** Start of Data supplied **

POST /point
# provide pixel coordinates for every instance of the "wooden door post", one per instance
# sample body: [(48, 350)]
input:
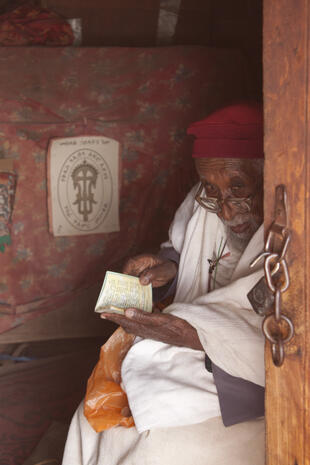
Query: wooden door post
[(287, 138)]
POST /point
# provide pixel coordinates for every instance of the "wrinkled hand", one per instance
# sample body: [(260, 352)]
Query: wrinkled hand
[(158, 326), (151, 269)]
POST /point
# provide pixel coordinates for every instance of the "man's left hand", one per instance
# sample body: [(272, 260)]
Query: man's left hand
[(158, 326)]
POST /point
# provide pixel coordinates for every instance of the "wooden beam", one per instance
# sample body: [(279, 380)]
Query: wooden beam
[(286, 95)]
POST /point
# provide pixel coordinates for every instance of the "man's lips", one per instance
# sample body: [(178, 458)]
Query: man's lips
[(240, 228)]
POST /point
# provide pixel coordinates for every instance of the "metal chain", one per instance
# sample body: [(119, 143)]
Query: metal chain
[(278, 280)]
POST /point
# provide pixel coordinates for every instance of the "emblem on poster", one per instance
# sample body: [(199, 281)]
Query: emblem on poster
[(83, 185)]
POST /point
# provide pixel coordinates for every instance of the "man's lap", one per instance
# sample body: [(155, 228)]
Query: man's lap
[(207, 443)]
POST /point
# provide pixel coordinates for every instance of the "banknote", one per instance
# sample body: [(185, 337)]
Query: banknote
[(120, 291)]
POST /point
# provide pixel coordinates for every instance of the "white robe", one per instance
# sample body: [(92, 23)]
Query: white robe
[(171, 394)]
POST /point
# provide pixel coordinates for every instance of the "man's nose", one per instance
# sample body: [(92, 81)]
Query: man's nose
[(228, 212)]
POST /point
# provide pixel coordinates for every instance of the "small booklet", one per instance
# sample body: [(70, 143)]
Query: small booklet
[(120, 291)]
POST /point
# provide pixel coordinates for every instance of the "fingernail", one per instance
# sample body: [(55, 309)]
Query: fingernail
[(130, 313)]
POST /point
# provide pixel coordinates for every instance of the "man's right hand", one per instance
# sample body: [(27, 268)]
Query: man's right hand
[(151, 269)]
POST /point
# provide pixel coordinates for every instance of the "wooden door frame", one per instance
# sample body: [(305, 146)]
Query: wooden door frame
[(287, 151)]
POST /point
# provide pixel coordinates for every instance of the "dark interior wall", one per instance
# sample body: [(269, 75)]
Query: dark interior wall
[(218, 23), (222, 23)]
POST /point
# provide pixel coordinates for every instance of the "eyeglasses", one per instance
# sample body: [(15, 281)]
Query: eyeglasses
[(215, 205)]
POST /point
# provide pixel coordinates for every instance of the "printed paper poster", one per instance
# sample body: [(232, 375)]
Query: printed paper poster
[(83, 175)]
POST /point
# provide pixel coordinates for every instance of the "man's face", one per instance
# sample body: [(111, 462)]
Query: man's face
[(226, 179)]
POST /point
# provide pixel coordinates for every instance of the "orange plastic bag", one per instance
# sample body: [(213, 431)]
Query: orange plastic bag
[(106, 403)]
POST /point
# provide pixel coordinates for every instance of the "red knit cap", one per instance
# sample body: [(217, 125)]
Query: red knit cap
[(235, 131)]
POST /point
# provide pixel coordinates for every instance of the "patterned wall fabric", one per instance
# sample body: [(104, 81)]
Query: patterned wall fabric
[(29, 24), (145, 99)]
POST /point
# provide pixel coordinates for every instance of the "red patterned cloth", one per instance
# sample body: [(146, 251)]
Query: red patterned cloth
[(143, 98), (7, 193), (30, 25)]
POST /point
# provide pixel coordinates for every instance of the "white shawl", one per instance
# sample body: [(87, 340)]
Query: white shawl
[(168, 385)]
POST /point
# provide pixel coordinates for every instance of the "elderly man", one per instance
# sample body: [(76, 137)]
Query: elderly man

** End of Data supplied **

→ **Directions for this task**:
Copy the material word for word, starting at its first line and ending at the line that contains "[(228, 212)]", with both of those lines included. Leave the pictures out of your copy.

→ **Exercise answer**:
POST /point
# provide pixel coordinates for every instance of the "wooden door post", one per instance
# sample body: [(48, 350)]
input:
Query: wooden door post
[(287, 138)]
POST /point
# provide pixel coordinates for every instance of the "wrinkled hand", one per instance
# sample body: [(260, 352)]
Query: wrinkled hand
[(158, 326), (151, 269)]
POST /point
# provide pixel coordinates for every instance of the "man's left hand", one per instance
# sample body: [(272, 260)]
Query: man's left hand
[(158, 326)]
POST /point
# provide pixel coordinates for every instance of the "wooden beam", one per instance
# sample body: [(279, 380)]
Query: wooden beam
[(286, 95)]
POST /point
# provide pixel coordinates for every instance of the "man's lips", one per instance
# sample body: [(178, 458)]
Query: man's lips
[(240, 228)]
POST /point
# provide pixel coordinates for every instance of the "metal chain", one per instance
# sample body: [(119, 143)]
Query: metal chain
[(278, 280)]
POST /point
# provide pixel coordinates for every instance of the "emblem on poster", one per instance
# sample body: [(199, 281)]
Query: emblem on poster
[(83, 185)]
POST /point
# provide pixel coordinates for every instance of the "man's lap", one per instance
# sample body: [(155, 228)]
Query: man's lap
[(207, 443)]
POST /point
# provide pixel coordinates for every instance of the "banknote", one per instance
# sample body: [(185, 337)]
Query: banknote
[(120, 291)]
POST /point
# provide pixel coordinates for every instance of the "white robe", one per instance
# sample body: [(92, 23)]
Query: white robe
[(171, 394)]
POST /point
# provide pixel coordinates for every instance of the "man's nose", one per instance
# sample body: [(92, 81)]
Query: man's nose
[(228, 212)]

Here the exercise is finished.